(PROBLEM TO SOLVE) Set out exactly every line of the entries below, starting at the line that holds "Category: high-visibility yellow jacket" and stopping after the line that holds "Category: clock face".

(EXERCISE DATA)

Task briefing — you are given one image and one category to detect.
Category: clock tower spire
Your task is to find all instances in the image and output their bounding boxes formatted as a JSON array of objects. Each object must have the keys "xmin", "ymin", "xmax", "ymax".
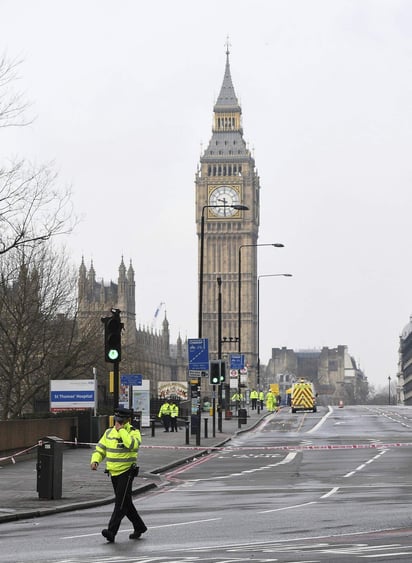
[{"xmin": 195, "ymin": 46, "xmax": 260, "ymax": 389}]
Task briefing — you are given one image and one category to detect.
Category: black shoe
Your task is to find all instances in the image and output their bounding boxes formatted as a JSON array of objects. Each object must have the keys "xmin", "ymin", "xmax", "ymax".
[
  {"xmin": 129, "ymin": 531, "xmax": 142, "ymax": 539},
  {"xmin": 102, "ymin": 529, "xmax": 115, "ymax": 543}
]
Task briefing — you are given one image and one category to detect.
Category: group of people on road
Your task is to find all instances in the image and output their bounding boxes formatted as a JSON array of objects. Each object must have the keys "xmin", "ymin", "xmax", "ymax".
[
  {"xmin": 157, "ymin": 399, "xmax": 179, "ymax": 432},
  {"xmin": 249, "ymin": 389, "xmax": 265, "ymax": 410},
  {"xmin": 231, "ymin": 388, "xmax": 281, "ymax": 412}
]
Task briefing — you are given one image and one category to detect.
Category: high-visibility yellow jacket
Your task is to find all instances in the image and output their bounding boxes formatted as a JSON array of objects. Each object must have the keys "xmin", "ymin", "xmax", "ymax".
[
  {"xmin": 158, "ymin": 402, "xmax": 171, "ymax": 417},
  {"xmin": 91, "ymin": 422, "xmax": 141, "ymax": 476},
  {"xmin": 250, "ymin": 390, "xmax": 258, "ymax": 399},
  {"xmin": 265, "ymin": 391, "xmax": 277, "ymax": 411},
  {"xmin": 259, "ymin": 391, "xmax": 265, "ymax": 401},
  {"xmin": 170, "ymin": 404, "xmax": 179, "ymax": 418},
  {"xmin": 231, "ymin": 393, "xmax": 243, "ymax": 401}
]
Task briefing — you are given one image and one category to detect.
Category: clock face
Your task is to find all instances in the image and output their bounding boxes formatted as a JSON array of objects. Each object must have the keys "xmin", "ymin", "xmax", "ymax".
[{"xmin": 209, "ymin": 185, "xmax": 241, "ymax": 217}]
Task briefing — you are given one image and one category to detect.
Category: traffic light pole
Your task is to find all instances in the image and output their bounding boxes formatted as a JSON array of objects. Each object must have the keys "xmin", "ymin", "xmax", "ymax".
[
  {"xmin": 212, "ymin": 384, "xmax": 216, "ymax": 438},
  {"xmin": 102, "ymin": 308, "xmax": 123, "ymax": 413},
  {"xmin": 113, "ymin": 360, "xmax": 119, "ymax": 411}
]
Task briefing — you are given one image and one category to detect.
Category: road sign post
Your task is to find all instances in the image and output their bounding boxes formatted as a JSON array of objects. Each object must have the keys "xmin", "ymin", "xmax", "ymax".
[{"xmin": 188, "ymin": 338, "xmax": 209, "ymax": 446}]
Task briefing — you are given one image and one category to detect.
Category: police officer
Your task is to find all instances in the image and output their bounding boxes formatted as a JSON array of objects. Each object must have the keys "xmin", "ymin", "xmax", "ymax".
[
  {"xmin": 265, "ymin": 389, "xmax": 276, "ymax": 412},
  {"xmin": 90, "ymin": 407, "xmax": 147, "ymax": 543},
  {"xmin": 170, "ymin": 400, "xmax": 179, "ymax": 432},
  {"xmin": 158, "ymin": 399, "xmax": 171, "ymax": 432},
  {"xmin": 259, "ymin": 390, "xmax": 265, "ymax": 410},
  {"xmin": 250, "ymin": 388, "xmax": 258, "ymax": 410},
  {"xmin": 231, "ymin": 391, "xmax": 243, "ymax": 402}
]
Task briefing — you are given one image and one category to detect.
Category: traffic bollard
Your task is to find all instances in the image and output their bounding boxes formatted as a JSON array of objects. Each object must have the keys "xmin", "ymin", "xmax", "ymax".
[
  {"xmin": 204, "ymin": 417, "xmax": 208, "ymax": 439},
  {"xmin": 151, "ymin": 419, "xmax": 155, "ymax": 437},
  {"xmin": 185, "ymin": 418, "xmax": 190, "ymax": 445}
]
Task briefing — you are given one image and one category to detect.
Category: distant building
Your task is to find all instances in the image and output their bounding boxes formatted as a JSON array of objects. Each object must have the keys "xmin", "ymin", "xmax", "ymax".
[
  {"xmin": 398, "ymin": 315, "xmax": 412, "ymax": 405},
  {"xmin": 78, "ymin": 258, "xmax": 187, "ymax": 397},
  {"xmin": 265, "ymin": 345, "xmax": 367, "ymax": 405}
]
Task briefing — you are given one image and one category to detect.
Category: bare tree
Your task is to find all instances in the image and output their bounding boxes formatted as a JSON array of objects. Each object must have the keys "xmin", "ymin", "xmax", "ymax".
[
  {"xmin": 0, "ymin": 54, "xmax": 75, "ymax": 256},
  {"xmin": 0, "ymin": 244, "xmax": 102, "ymax": 419},
  {"xmin": 0, "ymin": 54, "xmax": 31, "ymax": 128}
]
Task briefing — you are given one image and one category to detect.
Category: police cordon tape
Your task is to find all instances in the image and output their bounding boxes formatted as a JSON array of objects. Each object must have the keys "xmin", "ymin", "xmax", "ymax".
[
  {"xmin": 0, "ymin": 444, "xmax": 38, "ymax": 464},
  {"xmin": 1, "ymin": 440, "xmax": 412, "ymax": 466}
]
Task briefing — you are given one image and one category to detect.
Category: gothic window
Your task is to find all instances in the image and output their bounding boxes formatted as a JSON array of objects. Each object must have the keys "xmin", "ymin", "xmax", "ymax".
[{"xmin": 208, "ymin": 166, "xmax": 211, "ymax": 176}]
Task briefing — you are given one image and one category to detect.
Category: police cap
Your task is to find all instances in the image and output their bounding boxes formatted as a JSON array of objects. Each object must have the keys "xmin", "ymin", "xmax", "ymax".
[{"xmin": 114, "ymin": 407, "xmax": 132, "ymax": 420}]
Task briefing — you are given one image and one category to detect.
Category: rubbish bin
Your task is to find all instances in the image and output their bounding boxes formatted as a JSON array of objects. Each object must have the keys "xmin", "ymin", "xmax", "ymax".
[
  {"xmin": 238, "ymin": 408, "xmax": 247, "ymax": 425},
  {"xmin": 36, "ymin": 436, "xmax": 64, "ymax": 499}
]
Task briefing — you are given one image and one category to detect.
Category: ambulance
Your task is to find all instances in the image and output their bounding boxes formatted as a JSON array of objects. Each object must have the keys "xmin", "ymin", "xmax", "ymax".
[{"xmin": 290, "ymin": 378, "xmax": 317, "ymax": 413}]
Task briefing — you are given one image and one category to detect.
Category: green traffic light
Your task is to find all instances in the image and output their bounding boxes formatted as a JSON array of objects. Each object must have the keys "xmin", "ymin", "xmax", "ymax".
[{"xmin": 108, "ymin": 349, "xmax": 119, "ymax": 361}]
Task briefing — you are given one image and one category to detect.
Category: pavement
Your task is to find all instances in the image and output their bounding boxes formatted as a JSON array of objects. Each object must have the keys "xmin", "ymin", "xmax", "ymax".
[{"xmin": 0, "ymin": 408, "xmax": 268, "ymax": 523}]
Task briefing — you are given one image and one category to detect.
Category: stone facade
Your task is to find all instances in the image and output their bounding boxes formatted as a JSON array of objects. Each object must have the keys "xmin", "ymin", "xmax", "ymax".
[
  {"xmin": 78, "ymin": 257, "xmax": 187, "ymax": 396},
  {"xmin": 265, "ymin": 345, "xmax": 367, "ymax": 405}
]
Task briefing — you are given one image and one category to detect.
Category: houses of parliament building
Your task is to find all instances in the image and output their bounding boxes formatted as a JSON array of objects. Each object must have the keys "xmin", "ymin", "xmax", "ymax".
[{"xmin": 78, "ymin": 257, "xmax": 188, "ymax": 394}]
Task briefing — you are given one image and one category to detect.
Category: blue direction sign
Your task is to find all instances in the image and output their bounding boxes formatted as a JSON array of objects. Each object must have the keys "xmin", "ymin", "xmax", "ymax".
[
  {"xmin": 188, "ymin": 338, "xmax": 209, "ymax": 371},
  {"xmin": 230, "ymin": 354, "xmax": 245, "ymax": 370},
  {"xmin": 121, "ymin": 374, "xmax": 143, "ymax": 386}
]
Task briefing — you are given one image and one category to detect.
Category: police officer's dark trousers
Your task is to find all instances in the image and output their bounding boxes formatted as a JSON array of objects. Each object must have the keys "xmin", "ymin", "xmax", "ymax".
[{"xmin": 108, "ymin": 468, "xmax": 147, "ymax": 536}]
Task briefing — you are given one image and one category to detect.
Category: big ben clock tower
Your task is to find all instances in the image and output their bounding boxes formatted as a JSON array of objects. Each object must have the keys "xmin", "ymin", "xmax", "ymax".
[{"xmin": 195, "ymin": 46, "xmax": 260, "ymax": 386}]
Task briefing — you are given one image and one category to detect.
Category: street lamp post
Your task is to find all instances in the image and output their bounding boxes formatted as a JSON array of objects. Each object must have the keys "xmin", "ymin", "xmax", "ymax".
[
  {"xmin": 217, "ymin": 276, "xmax": 222, "ymax": 434},
  {"xmin": 198, "ymin": 203, "xmax": 248, "ymax": 445},
  {"xmin": 237, "ymin": 243, "xmax": 284, "ymax": 426},
  {"xmin": 388, "ymin": 375, "xmax": 391, "ymax": 405},
  {"xmin": 257, "ymin": 274, "xmax": 292, "ymax": 413}
]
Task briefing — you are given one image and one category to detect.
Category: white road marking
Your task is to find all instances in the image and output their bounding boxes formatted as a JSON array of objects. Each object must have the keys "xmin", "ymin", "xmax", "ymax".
[
  {"xmin": 321, "ymin": 487, "xmax": 339, "ymax": 498},
  {"xmin": 306, "ymin": 405, "xmax": 333, "ymax": 434},
  {"xmin": 61, "ymin": 517, "xmax": 221, "ymax": 539},
  {"xmin": 259, "ymin": 501, "xmax": 317, "ymax": 514},
  {"xmin": 344, "ymin": 450, "xmax": 387, "ymax": 478}
]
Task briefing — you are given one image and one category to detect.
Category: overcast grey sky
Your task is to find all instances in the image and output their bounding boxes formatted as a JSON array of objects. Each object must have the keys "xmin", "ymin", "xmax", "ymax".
[{"xmin": 1, "ymin": 0, "xmax": 411, "ymax": 391}]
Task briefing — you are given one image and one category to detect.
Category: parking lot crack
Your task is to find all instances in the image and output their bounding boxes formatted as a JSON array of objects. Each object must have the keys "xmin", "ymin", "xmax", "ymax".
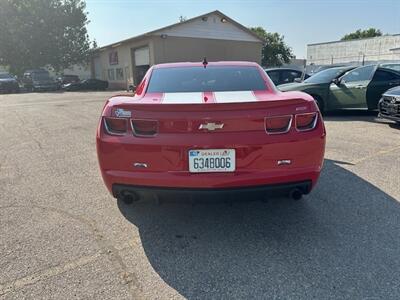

(OUTPUT OF THE EXERCISE)
Category: high-visibility yellow jacket
Your task is to find all instances in the image and output their bounding boxes formatted as a JSON array of objects. Each object must have the keys "xmin", "ymin", "xmax", "ymax".
[
  {"xmin": 158, "ymin": 402, "xmax": 171, "ymax": 417},
  {"xmin": 91, "ymin": 422, "xmax": 141, "ymax": 476},
  {"xmin": 250, "ymin": 390, "xmax": 258, "ymax": 399},
  {"xmin": 265, "ymin": 391, "xmax": 277, "ymax": 411},
  {"xmin": 259, "ymin": 391, "xmax": 265, "ymax": 401},
  {"xmin": 170, "ymin": 404, "xmax": 179, "ymax": 418},
  {"xmin": 231, "ymin": 393, "xmax": 243, "ymax": 401}
]
Task briefing — you are given one image and one category to detect.
Category: clock face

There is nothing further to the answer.